→ **Text passage**:
* start *
Neruda’s choice to include love in his list of “extremely visible and touchable” subjects reveals how tangibly he sees the world. Perhaps it was this lack of poetic ideology which allowed him to write with such unrestricted clarity. Continuing, he voices his abhorrence for any kind of poetic exegesis:

“I believe that it is enough that poets only exist—it’s good that poets exist—but if to forty books by poets one adds forty thousand books of poetic interpretation, where are the poets going to live, I ask you? I am a poet in this absolutely elemental sense: I go no further in the interpretation of my poetry than my need to sing, to express myself, to regard the wonder of the world. And in the marvelousness of the world I find also cataloged the struggle of mankind for a future. For to change the destiny of humanity is a great part of life, and so I consider it.”
* end *
[Items drawn from a data source]
* start *
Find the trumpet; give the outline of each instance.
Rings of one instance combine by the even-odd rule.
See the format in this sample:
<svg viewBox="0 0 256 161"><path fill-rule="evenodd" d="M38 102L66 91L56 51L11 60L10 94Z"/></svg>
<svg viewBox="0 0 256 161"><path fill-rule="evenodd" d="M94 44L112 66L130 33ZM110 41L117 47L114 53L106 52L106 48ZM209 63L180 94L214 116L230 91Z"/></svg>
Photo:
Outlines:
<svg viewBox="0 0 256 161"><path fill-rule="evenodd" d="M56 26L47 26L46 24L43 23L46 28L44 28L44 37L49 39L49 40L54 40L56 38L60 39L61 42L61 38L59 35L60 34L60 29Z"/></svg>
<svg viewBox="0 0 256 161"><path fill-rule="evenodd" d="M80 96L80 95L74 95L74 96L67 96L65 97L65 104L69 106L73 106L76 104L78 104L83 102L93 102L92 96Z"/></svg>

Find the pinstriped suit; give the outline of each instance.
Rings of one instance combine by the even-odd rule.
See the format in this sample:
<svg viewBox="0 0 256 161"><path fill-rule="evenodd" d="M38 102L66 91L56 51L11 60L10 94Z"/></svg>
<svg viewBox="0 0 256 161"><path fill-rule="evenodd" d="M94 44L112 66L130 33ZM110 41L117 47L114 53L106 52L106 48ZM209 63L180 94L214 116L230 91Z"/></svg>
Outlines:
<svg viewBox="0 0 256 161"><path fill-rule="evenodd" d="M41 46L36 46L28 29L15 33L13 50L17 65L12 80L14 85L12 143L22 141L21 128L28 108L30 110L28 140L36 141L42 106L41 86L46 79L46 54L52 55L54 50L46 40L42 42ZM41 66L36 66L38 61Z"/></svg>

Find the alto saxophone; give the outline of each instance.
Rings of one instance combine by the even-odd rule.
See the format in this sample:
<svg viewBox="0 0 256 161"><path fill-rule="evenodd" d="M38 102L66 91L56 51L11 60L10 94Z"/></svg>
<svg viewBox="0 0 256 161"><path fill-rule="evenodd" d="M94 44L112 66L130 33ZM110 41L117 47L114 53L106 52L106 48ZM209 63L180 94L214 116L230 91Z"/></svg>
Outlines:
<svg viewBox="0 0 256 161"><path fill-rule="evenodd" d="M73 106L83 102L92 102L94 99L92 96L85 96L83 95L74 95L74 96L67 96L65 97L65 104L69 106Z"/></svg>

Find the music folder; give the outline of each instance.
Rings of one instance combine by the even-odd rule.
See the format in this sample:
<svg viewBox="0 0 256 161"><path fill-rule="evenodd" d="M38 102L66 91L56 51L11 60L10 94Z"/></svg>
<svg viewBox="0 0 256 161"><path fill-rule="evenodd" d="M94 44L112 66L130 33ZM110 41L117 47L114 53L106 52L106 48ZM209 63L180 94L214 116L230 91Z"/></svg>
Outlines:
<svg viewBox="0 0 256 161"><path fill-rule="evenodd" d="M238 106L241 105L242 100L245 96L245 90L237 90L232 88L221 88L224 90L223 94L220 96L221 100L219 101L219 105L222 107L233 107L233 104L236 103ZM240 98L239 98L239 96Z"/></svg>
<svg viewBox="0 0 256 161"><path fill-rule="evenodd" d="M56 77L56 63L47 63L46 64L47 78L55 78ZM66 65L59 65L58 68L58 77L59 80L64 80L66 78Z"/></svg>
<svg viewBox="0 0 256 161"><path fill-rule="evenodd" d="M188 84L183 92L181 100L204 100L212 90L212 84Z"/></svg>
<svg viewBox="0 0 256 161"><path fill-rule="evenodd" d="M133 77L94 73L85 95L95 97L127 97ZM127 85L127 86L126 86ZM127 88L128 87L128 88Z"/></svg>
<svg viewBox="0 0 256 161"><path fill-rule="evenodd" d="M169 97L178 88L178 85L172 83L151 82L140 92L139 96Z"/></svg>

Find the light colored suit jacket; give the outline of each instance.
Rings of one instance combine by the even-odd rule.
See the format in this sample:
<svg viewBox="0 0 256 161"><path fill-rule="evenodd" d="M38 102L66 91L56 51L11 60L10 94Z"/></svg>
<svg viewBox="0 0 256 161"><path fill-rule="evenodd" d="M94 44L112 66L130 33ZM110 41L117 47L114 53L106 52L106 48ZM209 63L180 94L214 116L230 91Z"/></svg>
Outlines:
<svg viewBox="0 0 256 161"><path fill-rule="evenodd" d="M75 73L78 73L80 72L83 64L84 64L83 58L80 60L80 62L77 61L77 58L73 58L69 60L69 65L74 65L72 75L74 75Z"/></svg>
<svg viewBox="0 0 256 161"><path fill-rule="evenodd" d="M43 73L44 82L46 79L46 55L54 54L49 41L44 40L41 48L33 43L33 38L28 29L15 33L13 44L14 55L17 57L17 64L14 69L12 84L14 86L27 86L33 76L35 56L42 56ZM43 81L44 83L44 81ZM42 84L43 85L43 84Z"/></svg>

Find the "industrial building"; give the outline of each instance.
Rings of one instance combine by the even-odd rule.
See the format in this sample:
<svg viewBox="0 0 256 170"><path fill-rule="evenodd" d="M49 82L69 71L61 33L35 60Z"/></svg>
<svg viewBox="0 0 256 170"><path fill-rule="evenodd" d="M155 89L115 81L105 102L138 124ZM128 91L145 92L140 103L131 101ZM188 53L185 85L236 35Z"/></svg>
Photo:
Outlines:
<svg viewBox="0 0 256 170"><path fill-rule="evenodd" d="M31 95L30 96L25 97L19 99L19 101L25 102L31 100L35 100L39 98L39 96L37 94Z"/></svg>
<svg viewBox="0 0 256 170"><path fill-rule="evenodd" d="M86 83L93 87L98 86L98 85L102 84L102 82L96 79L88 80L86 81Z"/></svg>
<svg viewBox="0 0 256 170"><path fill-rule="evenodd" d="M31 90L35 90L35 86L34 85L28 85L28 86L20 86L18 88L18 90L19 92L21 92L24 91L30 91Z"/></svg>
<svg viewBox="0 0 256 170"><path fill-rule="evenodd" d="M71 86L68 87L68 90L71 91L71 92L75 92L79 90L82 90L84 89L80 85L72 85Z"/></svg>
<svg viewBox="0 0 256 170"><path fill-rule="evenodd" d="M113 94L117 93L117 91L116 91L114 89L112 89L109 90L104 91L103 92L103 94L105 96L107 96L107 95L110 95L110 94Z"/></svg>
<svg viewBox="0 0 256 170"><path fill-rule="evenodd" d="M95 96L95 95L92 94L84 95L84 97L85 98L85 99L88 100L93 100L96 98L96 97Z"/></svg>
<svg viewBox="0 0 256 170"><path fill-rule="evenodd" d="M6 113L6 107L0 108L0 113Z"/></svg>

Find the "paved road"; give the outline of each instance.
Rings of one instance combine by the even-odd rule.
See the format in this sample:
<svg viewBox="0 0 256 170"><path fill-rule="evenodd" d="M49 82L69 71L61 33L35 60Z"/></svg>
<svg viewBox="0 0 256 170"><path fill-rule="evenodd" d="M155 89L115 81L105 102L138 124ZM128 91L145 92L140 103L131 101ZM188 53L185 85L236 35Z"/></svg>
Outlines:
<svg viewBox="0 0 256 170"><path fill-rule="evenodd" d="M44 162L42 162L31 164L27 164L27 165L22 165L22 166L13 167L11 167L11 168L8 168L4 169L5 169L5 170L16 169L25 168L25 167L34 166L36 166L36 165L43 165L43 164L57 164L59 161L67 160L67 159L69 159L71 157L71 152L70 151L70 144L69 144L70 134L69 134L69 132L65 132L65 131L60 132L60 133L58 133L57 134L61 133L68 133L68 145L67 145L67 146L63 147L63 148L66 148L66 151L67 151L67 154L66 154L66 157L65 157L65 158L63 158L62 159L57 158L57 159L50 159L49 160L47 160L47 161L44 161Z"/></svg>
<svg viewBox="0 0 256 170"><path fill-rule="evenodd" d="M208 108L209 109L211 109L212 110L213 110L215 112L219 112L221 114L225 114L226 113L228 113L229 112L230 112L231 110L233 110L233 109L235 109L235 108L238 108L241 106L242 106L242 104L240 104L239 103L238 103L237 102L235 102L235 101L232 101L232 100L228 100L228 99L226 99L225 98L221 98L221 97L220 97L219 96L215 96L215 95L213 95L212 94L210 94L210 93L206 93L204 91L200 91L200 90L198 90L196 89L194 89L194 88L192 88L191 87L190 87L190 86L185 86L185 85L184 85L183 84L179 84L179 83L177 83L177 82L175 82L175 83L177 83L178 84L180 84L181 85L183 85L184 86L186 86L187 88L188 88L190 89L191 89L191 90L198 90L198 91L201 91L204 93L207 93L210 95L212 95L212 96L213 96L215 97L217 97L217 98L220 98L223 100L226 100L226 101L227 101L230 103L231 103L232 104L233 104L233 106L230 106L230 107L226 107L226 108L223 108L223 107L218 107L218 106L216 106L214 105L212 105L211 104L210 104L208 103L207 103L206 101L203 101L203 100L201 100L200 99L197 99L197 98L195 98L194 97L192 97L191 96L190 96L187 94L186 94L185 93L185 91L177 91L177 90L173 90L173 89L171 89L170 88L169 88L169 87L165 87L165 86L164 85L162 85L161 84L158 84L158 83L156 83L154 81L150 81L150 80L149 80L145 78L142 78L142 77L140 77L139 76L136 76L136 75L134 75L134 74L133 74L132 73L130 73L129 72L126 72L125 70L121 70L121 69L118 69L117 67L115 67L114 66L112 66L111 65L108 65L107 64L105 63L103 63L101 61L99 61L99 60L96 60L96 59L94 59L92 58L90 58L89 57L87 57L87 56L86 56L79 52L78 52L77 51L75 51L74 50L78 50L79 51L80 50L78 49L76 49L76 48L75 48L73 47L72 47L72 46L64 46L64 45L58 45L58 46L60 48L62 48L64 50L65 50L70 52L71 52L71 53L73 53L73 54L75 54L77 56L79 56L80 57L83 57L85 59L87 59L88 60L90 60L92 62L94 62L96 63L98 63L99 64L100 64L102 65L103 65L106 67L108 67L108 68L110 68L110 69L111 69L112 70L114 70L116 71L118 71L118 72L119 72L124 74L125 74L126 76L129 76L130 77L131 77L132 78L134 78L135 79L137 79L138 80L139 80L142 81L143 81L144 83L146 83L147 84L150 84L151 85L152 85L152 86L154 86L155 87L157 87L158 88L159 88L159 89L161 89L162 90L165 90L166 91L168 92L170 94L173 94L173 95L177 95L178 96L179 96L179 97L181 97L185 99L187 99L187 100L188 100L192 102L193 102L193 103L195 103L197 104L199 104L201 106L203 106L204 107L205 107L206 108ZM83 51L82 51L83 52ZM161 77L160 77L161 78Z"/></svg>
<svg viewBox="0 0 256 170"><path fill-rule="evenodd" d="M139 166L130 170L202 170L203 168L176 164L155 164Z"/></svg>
* end *
→ **Instructions**:
(a) In the Neruda passage, what does Neruda say is the limit of how far he goes in interpreting his own poetry?
(b) Proceed with the Neruda passage, writing on from the point where it stops.
The data have no connection to the Neruda passage.

→ **Task answers**:
(a) He goes no further than his need to sing, to express himself, and to regard the wonder of the world.

(b)
Pablo Neruda died on September 23rd 1973, but in both his opinions and his poetry lives an intense sincerity and a pragmatism that is refreshing for the genre. He ends this interview by reaffirming his belief in poetry that is cemented in the physical, rather than in the realm of ideas, what he calls “a very old conception of poetry”:

“I have no theory about man. I have theories on the shoes I am going to buy when mine are worn out or that my clothes are already getting threadbare. I don’t know what man is. And I am a living man, and life is not for thinking about what substantially is ‘Man,’ in that sense. Perhaps it is a thing that interests me less than the profession of a mechanic or of a geologist; that’s more important. But this interminable debate on what is man is so much talk that it doesn’t interest me. We know that we are born, and that we are going to die, etc. But between all that it’s very difficult, or it’s very easy to say things. And I have nothing to do with that; I don’t know what it’s all about. It is perhaps a realization of what is most distinguished about philosophical idealism: to discuss eternally things that have no solution. In general I am a practical poet. Poetry in a certain sense ought to be practical too. Why not? Why not practical poetry like useless poetry, why not matter, and why not dream?”